▸ SELECTED EXTRACT
16 Sep Common Expenses Incurred by non-Financially Independent Doctors
Through observation of myself, my colleagues, and reports from other physicians through the grapevine, I’ve compiled a list of examples of lifestyle inflation that occurs among professionals who ultimately grow into their incomes. Some are modest. Others, not so much. What large expenditures have you witnessed or are actually guilty of in your growing lifestyle?
- Purchase of a large television. This is not uncommon, especially with “curved” TVs, super-hi def LEDs, surround sound systems, and home theater systems. Costs can range from $4999 for a “modest” flat LED set to $20,000 for a home theater with reclining movie theater seats and surround sound projector system.
- Fancy car. This is also not uncommon. It seems like every other new residency/fellowship grad springs for a new set of wheels. I actually have a tough time assessing whether this lifestyle inflation is simply due to a sudden increase in income or longstanding family money that they were hesitant to flaunt during training. I was shocked to see one of my cardiology friends spring for an $125,000 Mercedes AMG within a month out of fellowship, but I suppose that his income can still support the car through a lease. Cars I’ve seen out of training include an $80,000 Tesla Model S and a used Lambo (no idea how much that would cost).
- Increased restaurant tabs. Again, a common finding among everyone I know. Weekly $20 beer tabs (alcohol only) grow to $50 a week, along with eating out for lunch every day, and Michelin star restaurants on a regular basis. There is probably some satisfaction in building a refined taste in food, but that easily can grow your waist as well.
- Fancier grocery purchases. It starts from eating store-brand yogurt in medical school to Fage in residency, to Noosa as an attending. Waist inflation will come with eating Whole Foods $24.99/lb salmon and $49.99/lb special grocery store porterhouses.

▸ REQUIRED ACTIONS
A: In the post on doctors' lifestyle expenses, what car did the cardiology friend buy within a month of finishing fellowship, and what did it cost?
B: Write the next part of the post on doctors' lifestyle expenses, picking up after its last sentence.
These lines are taken from a separate source.

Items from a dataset
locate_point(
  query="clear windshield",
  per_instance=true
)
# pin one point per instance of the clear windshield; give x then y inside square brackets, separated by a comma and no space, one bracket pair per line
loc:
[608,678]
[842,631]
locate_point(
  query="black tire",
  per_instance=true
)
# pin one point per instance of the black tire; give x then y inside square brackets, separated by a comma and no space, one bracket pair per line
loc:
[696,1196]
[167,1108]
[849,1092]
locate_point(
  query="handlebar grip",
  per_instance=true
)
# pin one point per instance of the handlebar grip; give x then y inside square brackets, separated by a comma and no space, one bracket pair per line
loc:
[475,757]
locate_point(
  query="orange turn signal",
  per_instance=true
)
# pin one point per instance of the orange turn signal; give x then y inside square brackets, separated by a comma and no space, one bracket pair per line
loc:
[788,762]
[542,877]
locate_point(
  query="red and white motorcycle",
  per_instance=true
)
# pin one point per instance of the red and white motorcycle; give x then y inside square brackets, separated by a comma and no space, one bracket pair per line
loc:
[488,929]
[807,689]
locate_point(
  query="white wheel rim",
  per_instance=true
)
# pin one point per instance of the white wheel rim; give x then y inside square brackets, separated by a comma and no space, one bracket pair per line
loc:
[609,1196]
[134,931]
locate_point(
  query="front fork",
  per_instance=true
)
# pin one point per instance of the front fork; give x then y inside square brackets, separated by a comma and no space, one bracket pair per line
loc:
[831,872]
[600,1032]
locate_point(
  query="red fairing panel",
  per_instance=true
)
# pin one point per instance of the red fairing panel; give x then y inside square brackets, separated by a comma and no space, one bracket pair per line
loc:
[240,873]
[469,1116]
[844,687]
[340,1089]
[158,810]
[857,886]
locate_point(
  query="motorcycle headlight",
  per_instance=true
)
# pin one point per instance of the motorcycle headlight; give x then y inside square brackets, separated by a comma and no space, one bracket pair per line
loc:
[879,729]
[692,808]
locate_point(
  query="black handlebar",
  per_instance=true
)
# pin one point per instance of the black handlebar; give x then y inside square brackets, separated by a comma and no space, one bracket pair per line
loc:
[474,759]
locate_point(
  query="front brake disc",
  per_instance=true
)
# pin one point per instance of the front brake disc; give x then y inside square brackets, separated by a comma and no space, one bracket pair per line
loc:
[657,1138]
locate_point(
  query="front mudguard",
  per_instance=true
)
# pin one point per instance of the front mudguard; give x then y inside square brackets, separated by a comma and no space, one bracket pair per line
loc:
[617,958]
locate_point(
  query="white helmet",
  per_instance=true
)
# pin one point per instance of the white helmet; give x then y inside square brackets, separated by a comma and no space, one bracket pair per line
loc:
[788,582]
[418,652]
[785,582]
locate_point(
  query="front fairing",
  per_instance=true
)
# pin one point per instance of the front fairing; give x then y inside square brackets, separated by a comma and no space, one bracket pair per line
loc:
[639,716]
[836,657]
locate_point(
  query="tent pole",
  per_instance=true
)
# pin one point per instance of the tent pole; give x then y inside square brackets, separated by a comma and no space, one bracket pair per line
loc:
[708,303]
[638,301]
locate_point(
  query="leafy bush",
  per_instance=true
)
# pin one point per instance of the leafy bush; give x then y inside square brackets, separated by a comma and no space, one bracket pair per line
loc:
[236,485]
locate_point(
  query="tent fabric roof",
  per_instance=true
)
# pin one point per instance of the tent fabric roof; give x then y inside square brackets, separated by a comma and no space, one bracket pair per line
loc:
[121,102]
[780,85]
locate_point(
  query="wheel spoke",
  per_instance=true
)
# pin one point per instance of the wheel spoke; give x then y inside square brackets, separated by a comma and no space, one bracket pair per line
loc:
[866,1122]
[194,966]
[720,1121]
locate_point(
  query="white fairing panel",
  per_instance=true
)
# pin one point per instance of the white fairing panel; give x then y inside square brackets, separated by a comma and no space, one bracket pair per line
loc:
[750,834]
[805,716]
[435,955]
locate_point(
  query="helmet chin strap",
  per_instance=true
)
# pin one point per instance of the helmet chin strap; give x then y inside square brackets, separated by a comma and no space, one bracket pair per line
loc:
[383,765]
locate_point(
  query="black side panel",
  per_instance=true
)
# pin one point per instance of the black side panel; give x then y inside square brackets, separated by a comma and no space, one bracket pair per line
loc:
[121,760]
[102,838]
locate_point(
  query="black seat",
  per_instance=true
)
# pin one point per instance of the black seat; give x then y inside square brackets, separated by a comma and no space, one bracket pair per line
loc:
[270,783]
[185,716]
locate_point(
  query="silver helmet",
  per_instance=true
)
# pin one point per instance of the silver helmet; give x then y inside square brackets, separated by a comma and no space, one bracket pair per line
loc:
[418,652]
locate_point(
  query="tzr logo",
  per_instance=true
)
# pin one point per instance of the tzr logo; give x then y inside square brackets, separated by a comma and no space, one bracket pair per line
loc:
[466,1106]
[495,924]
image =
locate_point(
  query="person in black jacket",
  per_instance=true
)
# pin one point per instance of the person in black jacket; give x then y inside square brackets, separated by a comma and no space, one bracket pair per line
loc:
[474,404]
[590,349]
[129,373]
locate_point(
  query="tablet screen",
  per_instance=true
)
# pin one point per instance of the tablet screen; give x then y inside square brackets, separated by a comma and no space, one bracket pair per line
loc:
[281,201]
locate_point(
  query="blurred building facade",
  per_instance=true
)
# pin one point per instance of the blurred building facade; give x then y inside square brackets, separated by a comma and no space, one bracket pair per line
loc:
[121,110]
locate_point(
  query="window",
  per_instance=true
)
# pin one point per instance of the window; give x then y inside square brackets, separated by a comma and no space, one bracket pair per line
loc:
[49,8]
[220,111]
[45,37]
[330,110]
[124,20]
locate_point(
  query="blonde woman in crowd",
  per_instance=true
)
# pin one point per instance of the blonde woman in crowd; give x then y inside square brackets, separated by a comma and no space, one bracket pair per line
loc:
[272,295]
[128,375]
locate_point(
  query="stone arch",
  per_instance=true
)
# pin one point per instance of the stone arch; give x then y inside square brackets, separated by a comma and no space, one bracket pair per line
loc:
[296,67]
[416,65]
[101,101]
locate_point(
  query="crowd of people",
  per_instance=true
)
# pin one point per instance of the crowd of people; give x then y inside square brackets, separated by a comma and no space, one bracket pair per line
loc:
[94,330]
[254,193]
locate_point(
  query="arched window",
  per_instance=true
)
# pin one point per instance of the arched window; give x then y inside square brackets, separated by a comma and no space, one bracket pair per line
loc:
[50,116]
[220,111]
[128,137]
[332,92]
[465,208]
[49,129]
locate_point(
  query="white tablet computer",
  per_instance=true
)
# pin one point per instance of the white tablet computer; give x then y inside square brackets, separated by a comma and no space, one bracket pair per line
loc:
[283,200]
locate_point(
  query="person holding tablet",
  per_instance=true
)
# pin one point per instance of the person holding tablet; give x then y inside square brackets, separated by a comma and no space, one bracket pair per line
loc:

▸ TASK-BY-TASK RESULTS
A: A Mercedes AMG costing $125,000.

B:
- Fancy furniture for a fancy home. You can really go crazy in this category. Think interior designer mandated custom dining rooms with marble-top formal dining tables with chairs starting at $2000 apiece. Lawn design with feng shui elements that cost $60,000.
- Upgraded work and formal attire. Add in a couple pairs of Loubutin’s, several sets of $300 work outfits, fine jewelry, custom dress shirts and suits, and you’ve got a money pit in your wardrobe. Worst yet, these costs are easily recurring as you cycle through new outfits.
- Upgraded outfits for your kids. Children’s clothing is big business, especially at the age where kids will easily outgrow their clothing. A hip outfit including a baseball cap, t-shirt, shorts, socks, and shoes from Under Armour for your 5-year old can easily run you $200! Don’t worry, he’ll outgrow it after a year or even sooner when he gets new clothing a few weeks later.
These expenses actually aren’t morally reprehensible if you actually have a self-propagating bankroll to fund it, but I find it hard to imagine that any of these expenses translate into true happiness.
What other lifestyle inflation examples have you experienced?